Dataset entries
—————

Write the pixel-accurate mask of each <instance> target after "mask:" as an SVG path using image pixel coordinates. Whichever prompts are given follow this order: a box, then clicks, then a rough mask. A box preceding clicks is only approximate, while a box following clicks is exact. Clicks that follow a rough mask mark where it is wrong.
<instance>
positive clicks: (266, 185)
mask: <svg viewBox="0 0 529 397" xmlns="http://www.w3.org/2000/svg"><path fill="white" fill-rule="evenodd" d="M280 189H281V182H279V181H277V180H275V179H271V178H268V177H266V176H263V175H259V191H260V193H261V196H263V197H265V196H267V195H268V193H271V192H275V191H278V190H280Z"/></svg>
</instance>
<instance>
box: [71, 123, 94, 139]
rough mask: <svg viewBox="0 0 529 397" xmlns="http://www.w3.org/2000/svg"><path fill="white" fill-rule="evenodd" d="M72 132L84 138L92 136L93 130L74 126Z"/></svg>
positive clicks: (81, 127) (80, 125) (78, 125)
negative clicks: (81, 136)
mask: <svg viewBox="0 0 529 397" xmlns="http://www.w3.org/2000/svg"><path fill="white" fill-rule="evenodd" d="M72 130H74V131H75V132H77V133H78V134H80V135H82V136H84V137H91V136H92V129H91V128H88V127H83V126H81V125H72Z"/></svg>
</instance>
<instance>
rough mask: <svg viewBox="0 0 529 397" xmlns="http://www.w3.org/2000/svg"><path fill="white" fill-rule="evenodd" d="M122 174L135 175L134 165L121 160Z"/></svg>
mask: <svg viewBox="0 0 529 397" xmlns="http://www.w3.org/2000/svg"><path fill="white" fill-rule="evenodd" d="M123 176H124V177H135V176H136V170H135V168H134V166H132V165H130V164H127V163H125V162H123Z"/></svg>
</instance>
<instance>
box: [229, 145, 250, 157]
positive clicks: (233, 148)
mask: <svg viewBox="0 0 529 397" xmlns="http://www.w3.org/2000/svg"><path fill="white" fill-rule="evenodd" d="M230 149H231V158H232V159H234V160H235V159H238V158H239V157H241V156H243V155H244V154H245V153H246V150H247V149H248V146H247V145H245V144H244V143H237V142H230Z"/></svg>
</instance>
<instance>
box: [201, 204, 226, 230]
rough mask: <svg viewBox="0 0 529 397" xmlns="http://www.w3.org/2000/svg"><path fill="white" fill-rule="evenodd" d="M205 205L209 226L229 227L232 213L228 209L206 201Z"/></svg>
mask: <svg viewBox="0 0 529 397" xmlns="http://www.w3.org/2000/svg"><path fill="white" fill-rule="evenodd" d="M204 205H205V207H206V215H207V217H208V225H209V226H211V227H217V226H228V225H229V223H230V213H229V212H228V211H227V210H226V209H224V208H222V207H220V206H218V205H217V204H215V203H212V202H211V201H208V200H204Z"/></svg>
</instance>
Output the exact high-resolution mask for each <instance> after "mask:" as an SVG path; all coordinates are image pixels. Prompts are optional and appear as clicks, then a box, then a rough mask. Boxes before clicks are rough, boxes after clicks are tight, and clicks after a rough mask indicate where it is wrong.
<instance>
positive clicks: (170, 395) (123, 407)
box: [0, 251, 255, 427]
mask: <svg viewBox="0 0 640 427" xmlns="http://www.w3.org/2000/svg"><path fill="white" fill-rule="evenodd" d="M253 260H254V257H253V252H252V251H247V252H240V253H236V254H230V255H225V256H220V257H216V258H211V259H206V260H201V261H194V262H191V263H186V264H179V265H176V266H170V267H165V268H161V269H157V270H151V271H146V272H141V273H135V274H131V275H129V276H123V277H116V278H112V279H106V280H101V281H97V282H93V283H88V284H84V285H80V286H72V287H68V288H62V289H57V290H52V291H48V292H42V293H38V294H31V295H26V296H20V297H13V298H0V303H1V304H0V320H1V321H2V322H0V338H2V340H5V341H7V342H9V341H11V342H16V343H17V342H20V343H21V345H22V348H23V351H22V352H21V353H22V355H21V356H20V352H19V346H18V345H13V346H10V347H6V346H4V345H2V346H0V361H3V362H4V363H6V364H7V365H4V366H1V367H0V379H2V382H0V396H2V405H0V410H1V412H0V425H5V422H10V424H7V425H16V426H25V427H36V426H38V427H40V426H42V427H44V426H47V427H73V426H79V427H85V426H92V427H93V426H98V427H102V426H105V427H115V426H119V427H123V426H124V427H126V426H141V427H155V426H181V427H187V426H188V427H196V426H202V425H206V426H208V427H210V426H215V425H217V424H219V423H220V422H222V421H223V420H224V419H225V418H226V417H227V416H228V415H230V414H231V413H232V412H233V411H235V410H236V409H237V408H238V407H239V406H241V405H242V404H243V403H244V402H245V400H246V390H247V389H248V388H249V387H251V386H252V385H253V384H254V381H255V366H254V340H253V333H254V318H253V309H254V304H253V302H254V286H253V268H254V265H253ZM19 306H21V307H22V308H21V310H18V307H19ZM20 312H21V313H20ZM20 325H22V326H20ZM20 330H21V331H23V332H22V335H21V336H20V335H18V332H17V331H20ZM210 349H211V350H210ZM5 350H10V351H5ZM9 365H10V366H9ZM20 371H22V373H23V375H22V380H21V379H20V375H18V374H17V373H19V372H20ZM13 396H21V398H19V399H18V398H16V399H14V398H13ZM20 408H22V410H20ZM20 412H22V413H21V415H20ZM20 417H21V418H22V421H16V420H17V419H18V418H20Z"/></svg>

—————

Brief —
For this exercise, restate every record word for word.

Solution for this problem —
Write the pixel-accurate mask of each <instance> target after "mask:" as an SVG path using image pixel coordinates. Whichever prompts are given follow this order: a box, then clicks, then a rough mask. A box preceding clicks is only approximate, while a box following clicks is exact. Clicks that follow a rough mask mark where it is wrong.
<instance>
positive clicks: (266, 185)
mask: <svg viewBox="0 0 529 397" xmlns="http://www.w3.org/2000/svg"><path fill="white" fill-rule="evenodd" d="M280 189H281V182H279V181H277V180H275V179H271V178H268V177H266V176H263V175H259V191H260V193H261V196H263V197H265V196H267V195H268V193H271V192H275V191H278V190H280Z"/></svg>
</instance>
<instance>
box: [71, 123, 94, 139]
rough mask: <svg viewBox="0 0 529 397" xmlns="http://www.w3.org/2000/svg"><path fill="white" fill-rule="evenodd" d="M72 132L84 138L92 136L93 130L74 126Z"/></svg>
positive clicks: (81, 127) (80, 125) (78, 125)
negative clicks: (81, 136)
mask: <svg viewBox="0 0 529 397" xmlns="http://www.w3.org/2000/svg"><path fill="white" fill-rule="evenodd" d="M72 130H74V131H75V132H77V133H78V134H80V135H82V136H84V137H91V136H92V129H91V128H88V127H83V126H81V125H72Z"/></svg>
</instance>
<instance>
rough mask: <svg viewBox="0 0 529 397" xmlns="http://www.w3.org/2000/svg"><path fill="white" fill-rule="evenodd" d="M122 174L135 175L134 165L121 160Z"/></svg>
mask: <svg viewBox="0 0 529 397" xmlns="http://www.w3.org/2000/svg"><path fill="white" fill-rule="evenodd" d="M123 176H124V177H135V176H136V170H135V168H134V166H132V165H130V164H127V163H125V162H123Z"/></svg>
</instance>
<instance>
box: [229, 145, 250, 157]
positive clicks: (233, 148)
mask: <svg viewBox="0 0 529 397" xmlns="http://www.w3.org/2000/svg"><path fill="white" fill-rule="evenodd" d="M230 149H231V158H232V159H234V160H235V159H238V158H239V157H241V156H243V155H244V154H245V153H246V150H247V149H248V146H247V145H245V144H244V143H237V142H230Z"/></svg>
</instance>
<instance>
box: [201, 204, 226, 230]
rough mask: <svg viewBox="0 0 529 397" xmlns="http://www.w3.org/2000/svg"><path fill="white" fill-rule="evenodd" d="M205 205L209 226L229 227L232 213L228 209L206 201Z"/></svg>
mask: <svg viewBox="0 0 529 397" xmlns="http://www.w3.org/2000/svg"><path fill="white" fill-rule="evenodd" d="M204 205H205V207H206V215H207V217H208V225H209V226H211V227H217V226H228V225H229V223H230V213H229V212H228V211H227V210H226V209H224V208H222V207H220V206H218V205H217V204H215V203H212V202H211V201H208V200H204Z"/></svg>
</instance>
Output the exact high-resolution mask for each <instance> after "mask:" as an SVG path; all coordinates are image pixels. Prompts are optional and appear as clicks, then a box, then a rough mask. Boxes before clicks are rough, boxes after clicks are tight, and clicks after a rough mask indicate where it is wrong.
<instance>
positive clicks: (170, 395) (123, 407)
box: [0, 251, 255, 427]
mask: <svg viewBox="0 0 640 427" xmlns="http://www.w3.org/2000/svg"><path fill="white" fill-rule="evenodd" d="M253 260H254V257H253V252H252V251H247V252H240V253H236V254H230V255H225V256H220V257H216V258H211V259H206V260H201V261H194V262H191V263H186V264H179V265H176V266H170V267H165V268H161V269H157V270H151V271H146V272H141V273H135V274H131V275H129V276H123V277H116V278H112V279H106V280H101V281H97V282H93V283H88V284H84V285H80V286H72V287H68V288H62V289H57V290H52V291H48V292H42V293H38V294H31V295H26V296H20V297H13V298H0V303H1V304H0V320H1V321H2V322H0V338H2V340H5V341H7V342H9V341H11V342H16V343H17V342H20V343H21V345H22V348H23V351H22V352H21V353H22V355H21V356H20V352H19V346H18V345H13V346H10V347H6V346H4V345H2V346H0V361H3V362H4V363H6V364H7V365H4V366H1V367H0V379H2V382H0V396H2V405H0V410H1V412H0V425H5V422H10V424H7V425H16V426H25V427H36V426H38V427H40V426H42V427H44V426H47V427H73V426H79V427H85V426H92V427H93V426H98V427H102V426H105V427H115V426H119V427H123V426H124V427H126V426H141V427H155V426H181V427H187V426H188V427H196V426H202V425H206V426H208V427H210V426H215V425H217V424H219V423H220V422H222V421H223V420H224V419H225V418H226V417H227V416H228V415H230V414H231V413H232V412H233V411H235V410H236V409H237V408H238V407H239V406H241V405H242V404H243V403H244V402H245V400H246V390H247V389H248V388H249V387H251V386H252V385H253V384H254V381H255V366H254V340H253V333H254V318H253V309H254V304H253V302H254V286H253V268H254V265H253ZM19 306H21V307H22V308H21V310H18V307H19ZM20 312H21V313H20ZM20 325H22V326H20ZM20 330H21V331H23V332H22V335H21V336H20V335H18V332H17V331H20ZM210 349H211V350H210ZM5 350H10V351H5ZM9 365H10V366H9ZM20 371H22V373H23V375H22V380H21V379H20V375H18V374H17V373H19V372H20ZM13 396H21V398H19V399H18V398H16V399H14V398H13ZM20 408H22V410H20ZM20 412H22V413H21V415H20ZM20 417H21V418H22V421H16V420H17V419H18V418H20Z"/></svg>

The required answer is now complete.